- [BRIEF] Of all the lines in the records below, copy only those that contain the string "mounted".

○ ○ ○

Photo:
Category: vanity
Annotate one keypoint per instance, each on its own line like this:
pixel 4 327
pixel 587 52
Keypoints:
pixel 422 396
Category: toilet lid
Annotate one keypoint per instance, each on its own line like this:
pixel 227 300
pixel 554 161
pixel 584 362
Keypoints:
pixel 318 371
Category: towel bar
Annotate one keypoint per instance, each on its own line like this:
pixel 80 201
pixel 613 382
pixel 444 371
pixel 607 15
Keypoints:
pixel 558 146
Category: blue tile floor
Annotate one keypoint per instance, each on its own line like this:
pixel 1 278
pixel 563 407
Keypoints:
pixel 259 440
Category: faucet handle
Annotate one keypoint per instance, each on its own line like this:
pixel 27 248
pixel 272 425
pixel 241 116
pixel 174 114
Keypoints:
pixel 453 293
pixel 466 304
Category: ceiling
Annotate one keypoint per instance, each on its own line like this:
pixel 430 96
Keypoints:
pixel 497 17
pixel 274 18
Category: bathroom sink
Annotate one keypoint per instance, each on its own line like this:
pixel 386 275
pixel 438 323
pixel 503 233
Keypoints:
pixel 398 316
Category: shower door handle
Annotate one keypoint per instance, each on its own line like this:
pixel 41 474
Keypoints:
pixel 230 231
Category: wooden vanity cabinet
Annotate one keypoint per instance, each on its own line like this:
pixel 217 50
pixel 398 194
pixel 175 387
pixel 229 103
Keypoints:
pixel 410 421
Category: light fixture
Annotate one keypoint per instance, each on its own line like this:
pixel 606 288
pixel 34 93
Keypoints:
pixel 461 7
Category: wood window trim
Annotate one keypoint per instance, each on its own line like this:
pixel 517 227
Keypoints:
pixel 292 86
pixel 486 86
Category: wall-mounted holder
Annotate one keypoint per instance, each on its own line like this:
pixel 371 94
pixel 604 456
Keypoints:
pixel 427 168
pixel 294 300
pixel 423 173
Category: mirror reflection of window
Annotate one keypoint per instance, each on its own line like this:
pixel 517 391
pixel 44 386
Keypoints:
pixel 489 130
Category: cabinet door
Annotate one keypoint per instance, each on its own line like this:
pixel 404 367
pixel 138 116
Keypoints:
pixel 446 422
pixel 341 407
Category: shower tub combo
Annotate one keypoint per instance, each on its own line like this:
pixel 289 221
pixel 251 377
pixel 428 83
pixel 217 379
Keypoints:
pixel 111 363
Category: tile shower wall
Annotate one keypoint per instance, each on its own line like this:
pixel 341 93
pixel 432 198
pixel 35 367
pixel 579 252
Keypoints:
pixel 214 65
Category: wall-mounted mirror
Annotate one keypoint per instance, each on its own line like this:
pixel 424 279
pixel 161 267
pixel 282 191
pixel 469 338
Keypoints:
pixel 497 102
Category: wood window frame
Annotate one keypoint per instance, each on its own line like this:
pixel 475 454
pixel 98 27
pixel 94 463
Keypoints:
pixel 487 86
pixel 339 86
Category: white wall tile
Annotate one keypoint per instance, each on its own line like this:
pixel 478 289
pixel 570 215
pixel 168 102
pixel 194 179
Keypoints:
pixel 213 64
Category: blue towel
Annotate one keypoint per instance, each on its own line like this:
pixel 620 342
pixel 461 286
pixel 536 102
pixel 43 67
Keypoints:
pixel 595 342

○ ○ ○

- [SOLUTION FOR THIS EXERCISE]
Category: wall-mounted holder
Category: wall-mounted mirror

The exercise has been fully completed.